START RECORDS SHOWN

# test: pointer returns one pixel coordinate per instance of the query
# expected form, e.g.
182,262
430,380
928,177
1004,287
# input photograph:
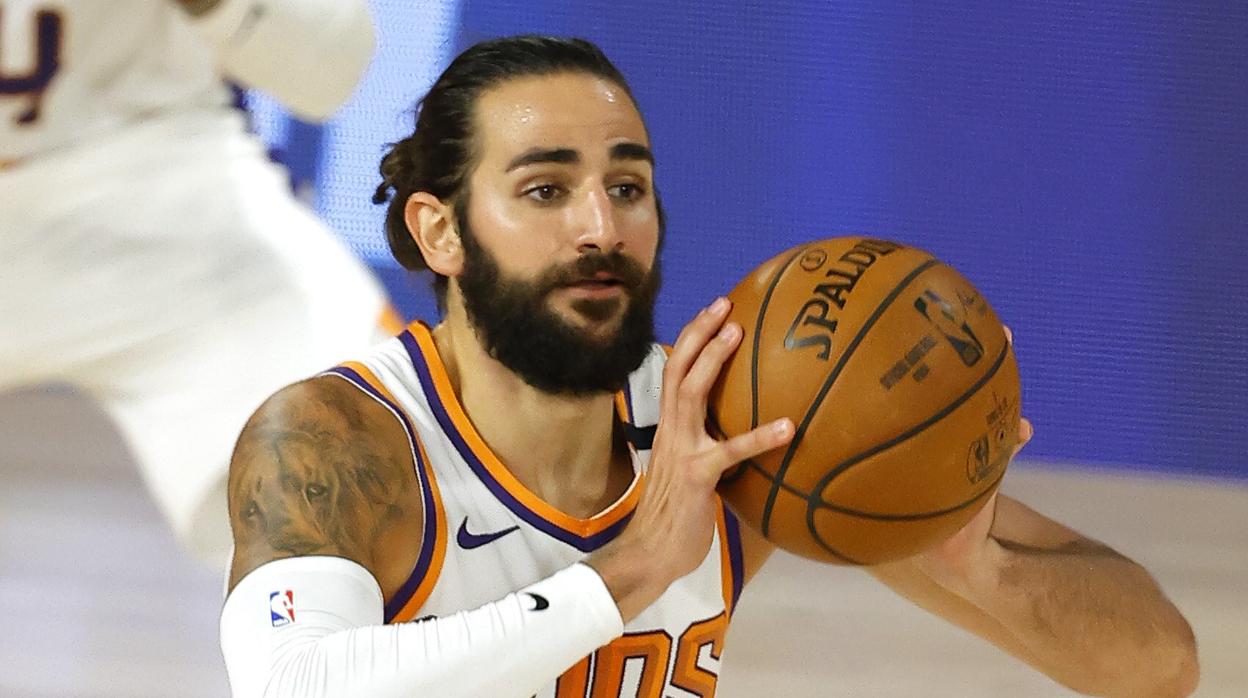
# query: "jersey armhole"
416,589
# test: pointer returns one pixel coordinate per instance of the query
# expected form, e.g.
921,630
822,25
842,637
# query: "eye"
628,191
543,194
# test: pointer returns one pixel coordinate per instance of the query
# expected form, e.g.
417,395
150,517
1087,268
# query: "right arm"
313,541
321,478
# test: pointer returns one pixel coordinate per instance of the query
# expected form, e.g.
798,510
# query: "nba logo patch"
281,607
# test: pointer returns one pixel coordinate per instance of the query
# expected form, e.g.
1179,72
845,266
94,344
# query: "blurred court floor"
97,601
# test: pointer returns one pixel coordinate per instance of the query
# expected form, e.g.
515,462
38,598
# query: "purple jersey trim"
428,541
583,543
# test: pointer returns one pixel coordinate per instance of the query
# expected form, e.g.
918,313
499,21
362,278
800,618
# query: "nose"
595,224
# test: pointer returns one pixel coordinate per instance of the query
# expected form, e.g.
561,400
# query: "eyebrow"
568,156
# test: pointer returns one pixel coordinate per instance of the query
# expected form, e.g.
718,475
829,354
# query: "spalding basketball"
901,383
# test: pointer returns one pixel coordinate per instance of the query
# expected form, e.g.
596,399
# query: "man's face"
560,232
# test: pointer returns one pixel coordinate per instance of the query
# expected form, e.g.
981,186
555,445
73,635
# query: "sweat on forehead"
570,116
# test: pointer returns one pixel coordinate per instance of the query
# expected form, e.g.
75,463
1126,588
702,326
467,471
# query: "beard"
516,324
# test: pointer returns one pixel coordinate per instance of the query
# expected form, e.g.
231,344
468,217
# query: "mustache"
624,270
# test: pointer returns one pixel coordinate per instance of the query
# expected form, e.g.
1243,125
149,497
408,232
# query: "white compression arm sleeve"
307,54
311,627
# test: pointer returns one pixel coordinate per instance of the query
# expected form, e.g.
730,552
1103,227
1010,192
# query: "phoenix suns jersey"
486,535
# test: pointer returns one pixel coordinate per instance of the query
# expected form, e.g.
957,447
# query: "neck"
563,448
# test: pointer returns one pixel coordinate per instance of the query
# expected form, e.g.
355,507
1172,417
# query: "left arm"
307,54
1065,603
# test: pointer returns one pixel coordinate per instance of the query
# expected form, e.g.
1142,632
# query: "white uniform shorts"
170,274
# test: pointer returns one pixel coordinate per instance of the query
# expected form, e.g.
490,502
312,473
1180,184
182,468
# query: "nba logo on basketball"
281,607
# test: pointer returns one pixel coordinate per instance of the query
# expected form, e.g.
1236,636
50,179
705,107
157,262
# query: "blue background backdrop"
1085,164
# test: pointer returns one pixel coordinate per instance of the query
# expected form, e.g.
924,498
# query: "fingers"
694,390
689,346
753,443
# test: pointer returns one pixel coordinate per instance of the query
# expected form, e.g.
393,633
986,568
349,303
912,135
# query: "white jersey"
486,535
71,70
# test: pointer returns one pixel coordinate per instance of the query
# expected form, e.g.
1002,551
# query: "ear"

END RECORDS SHOWN
START RECORDS SHOWN

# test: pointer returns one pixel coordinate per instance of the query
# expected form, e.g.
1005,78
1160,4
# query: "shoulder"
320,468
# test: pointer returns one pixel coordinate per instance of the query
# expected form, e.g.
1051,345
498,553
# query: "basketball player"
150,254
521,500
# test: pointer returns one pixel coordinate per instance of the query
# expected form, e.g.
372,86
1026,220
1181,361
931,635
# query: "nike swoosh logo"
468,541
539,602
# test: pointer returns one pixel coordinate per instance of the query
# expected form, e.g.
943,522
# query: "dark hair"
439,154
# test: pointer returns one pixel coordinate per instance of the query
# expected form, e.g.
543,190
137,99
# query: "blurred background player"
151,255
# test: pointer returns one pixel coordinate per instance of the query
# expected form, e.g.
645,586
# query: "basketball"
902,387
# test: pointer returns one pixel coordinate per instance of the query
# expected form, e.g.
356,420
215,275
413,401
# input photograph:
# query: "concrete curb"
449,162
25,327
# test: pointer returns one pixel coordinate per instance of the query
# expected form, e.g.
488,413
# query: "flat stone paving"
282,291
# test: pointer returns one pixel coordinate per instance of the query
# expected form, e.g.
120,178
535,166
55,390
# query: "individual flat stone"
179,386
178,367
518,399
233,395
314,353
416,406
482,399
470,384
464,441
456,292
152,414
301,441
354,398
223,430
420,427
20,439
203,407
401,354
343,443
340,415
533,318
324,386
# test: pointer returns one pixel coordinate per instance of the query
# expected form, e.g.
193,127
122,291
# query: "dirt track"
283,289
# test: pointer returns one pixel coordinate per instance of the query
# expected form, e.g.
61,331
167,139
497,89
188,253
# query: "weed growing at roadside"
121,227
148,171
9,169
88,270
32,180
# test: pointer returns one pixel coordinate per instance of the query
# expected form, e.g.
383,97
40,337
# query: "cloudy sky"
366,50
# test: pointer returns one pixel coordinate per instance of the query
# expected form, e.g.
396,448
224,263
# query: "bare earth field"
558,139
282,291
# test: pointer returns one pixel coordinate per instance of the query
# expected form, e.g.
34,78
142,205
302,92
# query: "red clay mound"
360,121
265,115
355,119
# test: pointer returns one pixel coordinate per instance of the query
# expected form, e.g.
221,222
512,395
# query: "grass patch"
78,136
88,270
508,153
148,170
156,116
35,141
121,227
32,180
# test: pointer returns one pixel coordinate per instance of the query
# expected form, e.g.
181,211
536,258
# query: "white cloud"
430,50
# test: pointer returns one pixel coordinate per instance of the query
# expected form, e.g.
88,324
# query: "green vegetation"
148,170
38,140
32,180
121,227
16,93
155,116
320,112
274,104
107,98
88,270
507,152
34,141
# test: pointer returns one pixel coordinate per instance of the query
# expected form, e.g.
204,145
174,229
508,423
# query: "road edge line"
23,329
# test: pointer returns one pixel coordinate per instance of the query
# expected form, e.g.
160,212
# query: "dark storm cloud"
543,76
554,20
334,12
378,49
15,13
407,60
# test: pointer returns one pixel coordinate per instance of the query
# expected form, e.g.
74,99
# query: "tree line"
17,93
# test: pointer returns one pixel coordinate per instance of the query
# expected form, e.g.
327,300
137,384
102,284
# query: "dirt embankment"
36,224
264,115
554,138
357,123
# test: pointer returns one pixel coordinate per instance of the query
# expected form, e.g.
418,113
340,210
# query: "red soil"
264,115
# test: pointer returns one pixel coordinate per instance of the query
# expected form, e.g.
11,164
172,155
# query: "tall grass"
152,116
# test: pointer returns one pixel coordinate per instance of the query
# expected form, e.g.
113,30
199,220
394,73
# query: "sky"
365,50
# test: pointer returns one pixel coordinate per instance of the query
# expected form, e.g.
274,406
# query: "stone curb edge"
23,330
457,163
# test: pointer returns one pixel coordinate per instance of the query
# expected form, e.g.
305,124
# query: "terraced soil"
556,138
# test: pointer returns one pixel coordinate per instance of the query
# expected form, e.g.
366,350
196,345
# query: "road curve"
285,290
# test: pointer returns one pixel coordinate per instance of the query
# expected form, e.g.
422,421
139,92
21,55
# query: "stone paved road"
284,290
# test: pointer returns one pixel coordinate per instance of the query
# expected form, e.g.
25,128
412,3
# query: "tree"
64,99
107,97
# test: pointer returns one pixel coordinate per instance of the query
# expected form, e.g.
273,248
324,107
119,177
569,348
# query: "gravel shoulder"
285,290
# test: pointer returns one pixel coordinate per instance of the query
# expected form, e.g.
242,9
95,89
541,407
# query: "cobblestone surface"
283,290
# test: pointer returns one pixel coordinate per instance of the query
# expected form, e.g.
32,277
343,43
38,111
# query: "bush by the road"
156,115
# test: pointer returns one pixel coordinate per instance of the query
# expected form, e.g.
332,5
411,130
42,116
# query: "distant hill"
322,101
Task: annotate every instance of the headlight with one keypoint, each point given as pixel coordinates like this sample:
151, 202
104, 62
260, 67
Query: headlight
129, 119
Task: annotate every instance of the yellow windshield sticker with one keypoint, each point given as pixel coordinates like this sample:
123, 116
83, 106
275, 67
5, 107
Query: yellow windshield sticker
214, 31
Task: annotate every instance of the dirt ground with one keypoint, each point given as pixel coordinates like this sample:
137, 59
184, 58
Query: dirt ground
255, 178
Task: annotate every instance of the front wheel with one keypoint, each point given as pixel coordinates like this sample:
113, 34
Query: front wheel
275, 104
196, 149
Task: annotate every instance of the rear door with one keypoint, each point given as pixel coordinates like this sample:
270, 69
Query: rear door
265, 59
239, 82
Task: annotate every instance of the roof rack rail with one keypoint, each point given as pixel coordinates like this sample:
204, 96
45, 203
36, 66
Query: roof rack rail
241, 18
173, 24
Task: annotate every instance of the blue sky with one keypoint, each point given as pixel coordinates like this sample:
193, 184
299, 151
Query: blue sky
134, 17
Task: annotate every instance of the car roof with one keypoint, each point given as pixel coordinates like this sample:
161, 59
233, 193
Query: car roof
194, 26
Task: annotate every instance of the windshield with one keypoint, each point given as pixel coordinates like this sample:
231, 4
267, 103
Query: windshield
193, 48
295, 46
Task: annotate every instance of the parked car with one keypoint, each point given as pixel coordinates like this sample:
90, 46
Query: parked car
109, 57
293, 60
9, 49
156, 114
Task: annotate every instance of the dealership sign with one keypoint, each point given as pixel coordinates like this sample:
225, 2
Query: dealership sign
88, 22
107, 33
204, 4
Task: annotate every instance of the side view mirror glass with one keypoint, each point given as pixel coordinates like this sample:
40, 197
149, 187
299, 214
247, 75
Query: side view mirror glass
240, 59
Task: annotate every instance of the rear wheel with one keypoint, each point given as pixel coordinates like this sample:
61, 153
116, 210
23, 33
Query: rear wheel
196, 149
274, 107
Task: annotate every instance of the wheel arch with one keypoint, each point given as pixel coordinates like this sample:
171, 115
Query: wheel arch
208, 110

END RECORDS SHOWN
START RECORDS SHOWN

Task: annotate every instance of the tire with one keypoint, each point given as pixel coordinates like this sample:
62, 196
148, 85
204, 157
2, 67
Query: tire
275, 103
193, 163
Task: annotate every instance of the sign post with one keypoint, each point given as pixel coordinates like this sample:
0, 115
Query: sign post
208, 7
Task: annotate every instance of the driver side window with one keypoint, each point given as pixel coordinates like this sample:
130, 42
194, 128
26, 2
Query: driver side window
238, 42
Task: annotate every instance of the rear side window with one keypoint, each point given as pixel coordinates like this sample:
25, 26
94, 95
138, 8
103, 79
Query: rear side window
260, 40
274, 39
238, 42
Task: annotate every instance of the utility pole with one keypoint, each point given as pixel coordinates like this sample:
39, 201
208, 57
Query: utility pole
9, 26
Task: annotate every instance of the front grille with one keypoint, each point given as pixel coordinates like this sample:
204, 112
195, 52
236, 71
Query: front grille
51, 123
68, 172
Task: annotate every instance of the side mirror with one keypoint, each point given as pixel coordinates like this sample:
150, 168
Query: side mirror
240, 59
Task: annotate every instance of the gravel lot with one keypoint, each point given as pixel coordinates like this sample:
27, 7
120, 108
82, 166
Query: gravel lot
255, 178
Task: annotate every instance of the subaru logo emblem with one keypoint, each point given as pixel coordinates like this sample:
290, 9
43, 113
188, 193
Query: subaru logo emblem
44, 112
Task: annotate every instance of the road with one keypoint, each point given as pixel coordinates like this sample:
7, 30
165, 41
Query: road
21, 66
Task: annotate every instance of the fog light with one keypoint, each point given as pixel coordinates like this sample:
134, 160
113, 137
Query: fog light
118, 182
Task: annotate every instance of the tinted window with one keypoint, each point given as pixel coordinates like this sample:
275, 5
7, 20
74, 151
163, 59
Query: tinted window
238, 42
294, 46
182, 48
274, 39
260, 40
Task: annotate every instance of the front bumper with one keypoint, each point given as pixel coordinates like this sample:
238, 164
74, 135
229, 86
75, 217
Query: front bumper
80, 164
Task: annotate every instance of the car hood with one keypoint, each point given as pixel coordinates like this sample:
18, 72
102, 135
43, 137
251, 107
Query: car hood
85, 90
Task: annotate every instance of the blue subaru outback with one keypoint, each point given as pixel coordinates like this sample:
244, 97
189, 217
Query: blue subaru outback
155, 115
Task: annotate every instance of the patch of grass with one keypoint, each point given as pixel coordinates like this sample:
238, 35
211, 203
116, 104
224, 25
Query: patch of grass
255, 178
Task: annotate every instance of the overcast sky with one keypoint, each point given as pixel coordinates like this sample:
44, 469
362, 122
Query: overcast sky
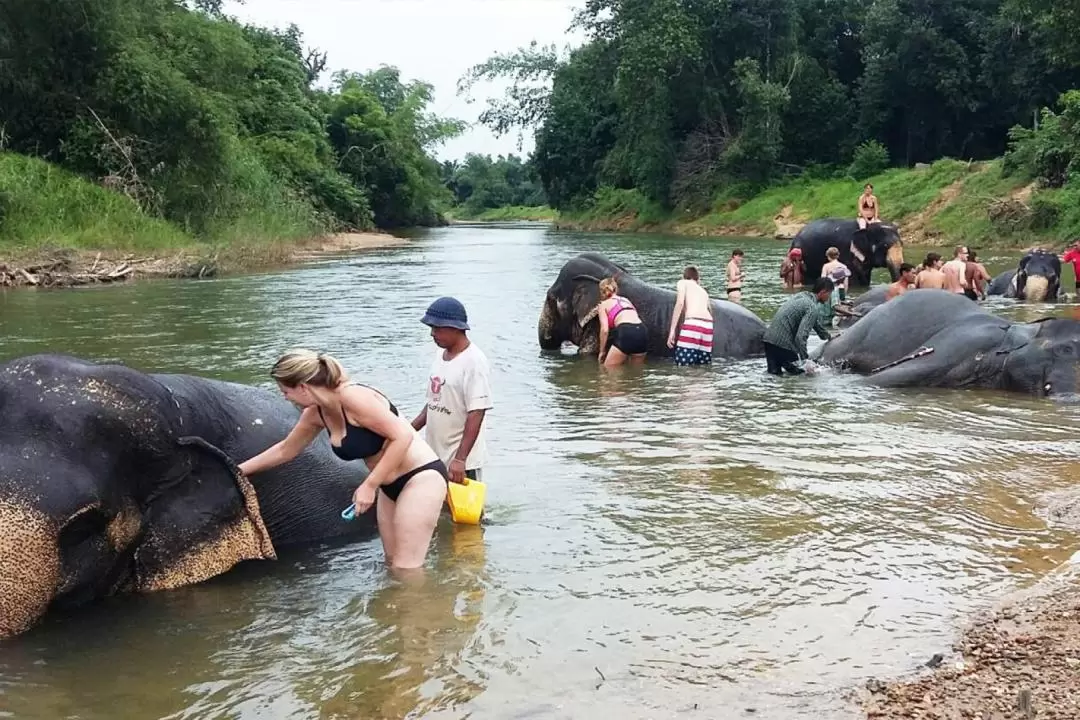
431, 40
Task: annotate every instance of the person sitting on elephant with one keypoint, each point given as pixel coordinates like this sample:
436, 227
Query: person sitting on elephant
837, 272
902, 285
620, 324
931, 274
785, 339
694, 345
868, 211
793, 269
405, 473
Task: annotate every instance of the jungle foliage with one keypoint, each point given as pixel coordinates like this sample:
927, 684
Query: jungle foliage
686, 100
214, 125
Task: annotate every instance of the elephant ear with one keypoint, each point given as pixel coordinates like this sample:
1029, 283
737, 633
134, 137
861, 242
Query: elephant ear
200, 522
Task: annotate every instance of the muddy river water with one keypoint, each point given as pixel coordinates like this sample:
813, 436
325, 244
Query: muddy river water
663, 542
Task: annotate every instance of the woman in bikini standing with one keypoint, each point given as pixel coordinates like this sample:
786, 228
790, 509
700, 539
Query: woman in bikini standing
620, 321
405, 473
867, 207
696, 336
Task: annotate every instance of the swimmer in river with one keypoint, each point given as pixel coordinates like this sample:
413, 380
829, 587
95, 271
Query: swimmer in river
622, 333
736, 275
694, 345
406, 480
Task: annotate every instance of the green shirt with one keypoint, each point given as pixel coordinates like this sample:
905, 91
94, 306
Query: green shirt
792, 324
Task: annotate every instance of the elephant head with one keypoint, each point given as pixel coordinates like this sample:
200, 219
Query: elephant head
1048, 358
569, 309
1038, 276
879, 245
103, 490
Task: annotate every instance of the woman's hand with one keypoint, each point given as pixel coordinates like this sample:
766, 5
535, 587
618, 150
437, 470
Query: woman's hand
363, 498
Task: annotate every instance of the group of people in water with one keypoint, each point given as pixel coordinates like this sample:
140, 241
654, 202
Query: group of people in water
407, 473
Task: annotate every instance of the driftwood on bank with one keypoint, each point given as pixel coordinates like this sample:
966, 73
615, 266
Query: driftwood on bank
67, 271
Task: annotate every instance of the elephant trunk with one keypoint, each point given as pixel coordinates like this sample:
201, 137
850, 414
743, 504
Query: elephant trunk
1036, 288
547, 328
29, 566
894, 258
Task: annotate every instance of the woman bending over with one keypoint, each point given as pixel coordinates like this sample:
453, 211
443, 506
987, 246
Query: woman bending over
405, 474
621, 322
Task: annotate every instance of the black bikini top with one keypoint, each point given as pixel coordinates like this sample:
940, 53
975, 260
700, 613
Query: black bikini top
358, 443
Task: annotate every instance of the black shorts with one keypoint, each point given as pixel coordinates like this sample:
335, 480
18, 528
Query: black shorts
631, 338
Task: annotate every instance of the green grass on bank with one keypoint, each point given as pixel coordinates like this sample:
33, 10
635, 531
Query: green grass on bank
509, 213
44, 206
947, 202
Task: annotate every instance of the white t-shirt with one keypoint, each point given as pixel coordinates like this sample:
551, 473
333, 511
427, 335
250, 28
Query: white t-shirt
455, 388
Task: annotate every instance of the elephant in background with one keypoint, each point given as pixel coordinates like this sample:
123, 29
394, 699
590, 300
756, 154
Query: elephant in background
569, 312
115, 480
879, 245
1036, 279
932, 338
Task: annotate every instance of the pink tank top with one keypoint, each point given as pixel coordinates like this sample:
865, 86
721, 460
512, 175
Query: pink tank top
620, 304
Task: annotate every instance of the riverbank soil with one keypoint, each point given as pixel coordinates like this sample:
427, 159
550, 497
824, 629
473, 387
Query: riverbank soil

END RECORDS SHOWN

If a line of the listing above contains "riverbank", pick it out and copy it.

RESPONSE TO THE TASK:
Task: annotate every instance of the riverbank soil with one keypoint, each point given as pixel coordinates like this sample:
Query: riverbank soil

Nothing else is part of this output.